Rewrite all of the material below with every "single point" changed to "single marker" and everything else left as it is. Leave the pictures out of your answer.

### RECORDS SUPPLIED ###

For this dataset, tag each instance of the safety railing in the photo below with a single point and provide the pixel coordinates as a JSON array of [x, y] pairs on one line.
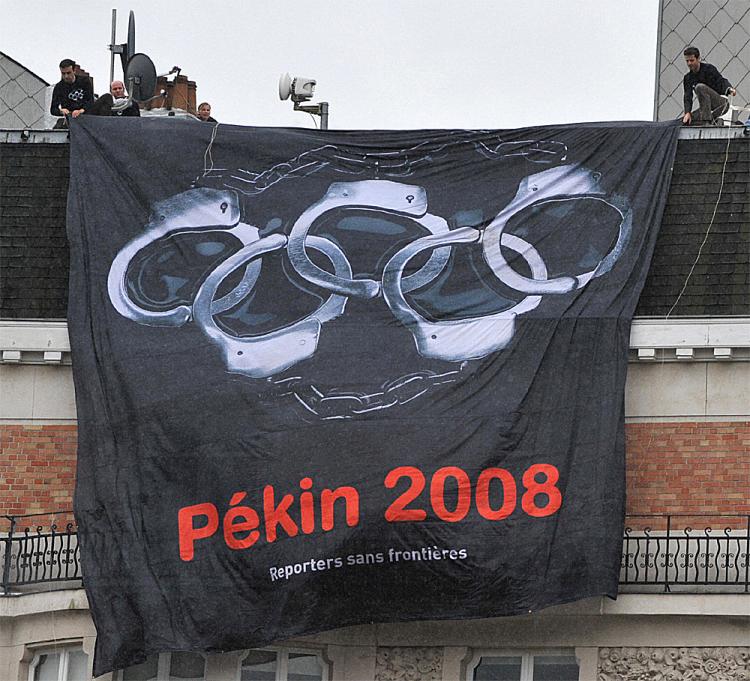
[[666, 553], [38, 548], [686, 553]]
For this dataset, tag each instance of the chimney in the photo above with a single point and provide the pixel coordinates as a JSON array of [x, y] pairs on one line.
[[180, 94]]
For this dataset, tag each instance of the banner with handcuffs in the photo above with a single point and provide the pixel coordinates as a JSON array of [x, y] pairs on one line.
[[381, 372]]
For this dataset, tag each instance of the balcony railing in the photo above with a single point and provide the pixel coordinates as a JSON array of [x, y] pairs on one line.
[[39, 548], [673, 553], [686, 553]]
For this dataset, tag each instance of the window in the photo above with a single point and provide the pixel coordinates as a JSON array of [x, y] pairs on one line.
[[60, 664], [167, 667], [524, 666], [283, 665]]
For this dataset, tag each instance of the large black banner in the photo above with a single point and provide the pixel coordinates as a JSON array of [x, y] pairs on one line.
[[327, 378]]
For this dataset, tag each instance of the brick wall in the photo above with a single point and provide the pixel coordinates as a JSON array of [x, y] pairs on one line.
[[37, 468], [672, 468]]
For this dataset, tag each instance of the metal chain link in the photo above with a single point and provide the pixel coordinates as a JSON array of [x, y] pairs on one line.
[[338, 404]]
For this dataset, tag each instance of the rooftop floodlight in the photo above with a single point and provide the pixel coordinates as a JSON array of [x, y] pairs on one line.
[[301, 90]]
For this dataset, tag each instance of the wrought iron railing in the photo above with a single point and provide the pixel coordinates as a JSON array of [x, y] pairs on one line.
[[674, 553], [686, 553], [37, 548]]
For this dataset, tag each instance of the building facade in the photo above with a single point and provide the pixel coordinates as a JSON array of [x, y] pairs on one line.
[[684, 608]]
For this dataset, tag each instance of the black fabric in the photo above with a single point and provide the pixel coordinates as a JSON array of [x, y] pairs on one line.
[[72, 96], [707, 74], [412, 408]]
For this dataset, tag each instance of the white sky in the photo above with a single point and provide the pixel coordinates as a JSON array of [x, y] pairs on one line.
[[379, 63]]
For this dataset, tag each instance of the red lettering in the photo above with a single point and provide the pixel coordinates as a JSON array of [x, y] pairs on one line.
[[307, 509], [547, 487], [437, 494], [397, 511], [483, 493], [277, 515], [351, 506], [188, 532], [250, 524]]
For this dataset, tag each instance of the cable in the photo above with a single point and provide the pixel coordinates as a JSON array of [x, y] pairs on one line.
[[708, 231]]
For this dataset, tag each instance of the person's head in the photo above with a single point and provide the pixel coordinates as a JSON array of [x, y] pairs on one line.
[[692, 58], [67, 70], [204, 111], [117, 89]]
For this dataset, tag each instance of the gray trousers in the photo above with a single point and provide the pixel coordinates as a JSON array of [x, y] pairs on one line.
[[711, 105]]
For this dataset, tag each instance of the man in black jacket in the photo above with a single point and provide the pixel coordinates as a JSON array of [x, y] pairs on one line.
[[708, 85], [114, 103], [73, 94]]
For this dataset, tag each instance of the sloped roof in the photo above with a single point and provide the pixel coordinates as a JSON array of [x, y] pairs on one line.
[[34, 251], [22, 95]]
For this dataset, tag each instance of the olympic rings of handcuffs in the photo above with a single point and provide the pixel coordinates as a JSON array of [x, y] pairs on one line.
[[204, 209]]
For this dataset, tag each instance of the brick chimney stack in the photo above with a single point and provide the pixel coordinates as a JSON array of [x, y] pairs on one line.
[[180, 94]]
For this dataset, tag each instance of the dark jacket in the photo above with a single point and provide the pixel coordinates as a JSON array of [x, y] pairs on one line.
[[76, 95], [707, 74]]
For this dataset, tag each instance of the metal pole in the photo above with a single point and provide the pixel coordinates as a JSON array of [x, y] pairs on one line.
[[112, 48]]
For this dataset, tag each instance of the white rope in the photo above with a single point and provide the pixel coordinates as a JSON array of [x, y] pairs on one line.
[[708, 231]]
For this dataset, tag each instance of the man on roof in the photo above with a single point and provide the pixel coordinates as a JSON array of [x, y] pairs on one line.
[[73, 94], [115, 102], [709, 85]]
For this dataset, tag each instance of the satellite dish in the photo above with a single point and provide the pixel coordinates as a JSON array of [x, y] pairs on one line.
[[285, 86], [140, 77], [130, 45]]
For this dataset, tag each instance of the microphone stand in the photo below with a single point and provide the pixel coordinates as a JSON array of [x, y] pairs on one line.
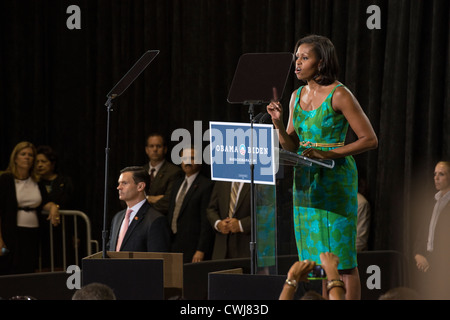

###

▶ [TASK RESULT]
For this dataset, tag each instance of the safety railing in the photo below with a single marker and provide the pixel coordinates as a JSON array of [x, y] pairs on one line.
[[666, 553], [38, 548], [686, 553]]
For this dataset, tag each instance of the chimney in the photo above with a single marker and provide the pixel coordinates as a JSON array of [x, y] pairs on one line.
[[180, 94]]
For this dataset, tag each instance of the banner with handcuffs in the photo above with a single marker and provide the pixel coordinates as a JSON array of [x, y] pairs on one line.
[[381, 372]]
For this dataset, tag each instance of the balcony railing in the photo above with a single marker and provide the pixel coordinates as a JSON array of [x, y] pairs on one line.
[[39, 548], [673, 553], [686, 553]]
For this dataset, tag each instance of the window in the photo above with a single marker and provide the pixel coordinates as a JSON array of [x, y] pairs on one line.
[[60, 664], [167, 667], [524, 666], [283, 665]]
For this dataset, tag each instance of the large black banner in the photo above with a single marker and provide the pixel coordinates as a JSON array of [x, y] pairs on one line.
[[327, 378]]
For this dataset, tag each instance of the brick wall in the photo above with a single marker and provide the pixel coordinates as a JSON array of [x, y] pairs on one line.
[[37, 468], [672, 468]]
For this dataset, tag each instance of the metal chain link in the photo above with a single marker and provide the pixel coordinates as a JSON array of [x, y] pairs on one line.
[[338, 404]]
For this dataset, tag each instance of the rooftop floodlight in the photo above with a single marker and provide the pixel coordinates as a JSON array of [x, y] pairs on one line.
[[301, 90]]
For this dataset, tag each instance of the wrought iron railing in the photo above with a single marker and provide the pixel coordinates as a JSON array of [x, y] pairs on one line.
[[674, 553], [686, 553], [37, 548]]
For this dataset, tag each instance of the building facade in the photo above with a single marker and provide the pixel coordinates as a JSON array of [x, y] pairs on one line.
[[684, 608]]
For this dataset, tag each instance of the black fabric in the photo above with a single marker and provide the pixel coordinates as a JSON array of [x, y] pairs on one line.
[[72, 96], [707, 74], [412, 408]]
For this dataset, tag each instance of the white sky in the photo above with a single marker and provide the pixel coordinates as a JSON array of [x, y] pairs on one line.
[[379, 63]]
For this dataset, tag each instance of the red lettering in the photo above with a single marker and provide the pixel coordinates as a JSON array of [x, y] pairs on one line.
[[307, 509], [547, 487], [437, 494], [397, 511], [483, 493], [277, 515], [351, 506], [188, 532], [250, 524]]
For this dataset, tag each instance of the cable in the photo above with a single marker and provide the pixel coordinates as a JSON array of [x, y] pairs on one line.
[[708, 231]]
For this dataset, tag each instance of the person's head in the photo above with a single marker and provide the pixel coordinates as a JSON array of [x, y] pairs on one line.
[[692, 58], [67, 70], [204, 111], [117, 89]]
For this dataset, tag each instance of the gray trousers in the photo above with a single marker and provide the pixel coordinates as a JSON array of [x, y] pairs on one line.
[[711, 105]]
For this dataset, tag each instance of the man in black jacket in the photo above with a single marker and provide the pixel coordinates as a JSON array of [x, y] pairs on one line.
[[708, 85], [114, 103], [73, 94]]
For this dataset, tag each instance of the sloped roof in the photo above with a single marker and provide the pixel coordinates as a JSON array of [x, y] pairs on one line.
[[34, 251], [22, 95]]
For this dataset, tag each instance of the olympic rings of handcuffs in the photo above with a single marker and provide the pixel coordinates as a JSON array of [x, y] pairs on one line.
[[204, 209]]
For this dataset, tag each instance of the brick chimney stack in the photo above with a single marker and provide the pixel coordinates as a JSON array of [x, y] pairs on one line.
[[180, 94]]
For this dataset, tag each instance of the dark jacket in the photo above with a single marker and provide the pixel coordinates as a JSON array of [x, y] pairs on one line.
[[76, 95], [707, 74]]
For this dataset, tag each instance of the metal pole in the photo above with a single marker and provide the pixel coordinates as a JSON array of [x, y] pairs on one line.
[[112, 48]]
For this dataset, tag each instance of the white rope in the photo above with a single marker and provide the pixel coordinates as a JSON array of [x, y] pairs on one line.
[[708, 231]]
For this dataset, tag each instance of the man on roof in the photo above with a single marker and provide the pixel coordinates as a JSON array of [x, y] pairs on one line.
[[73, 94], [115, 102], [709, 85]]
For this dataset, tag each instance of the satellite dish in the photo above with a single marker and provide the pixel coordinates as a JSON array of [x, y] pairs on one line.
[[285, 86], [140, 77], [130, 45]]
For this dataset, tag each instance of the microphone stand in the photo below with a single marker and provide the pixel coordinates as a JSON array of [x, y] pairs on one line.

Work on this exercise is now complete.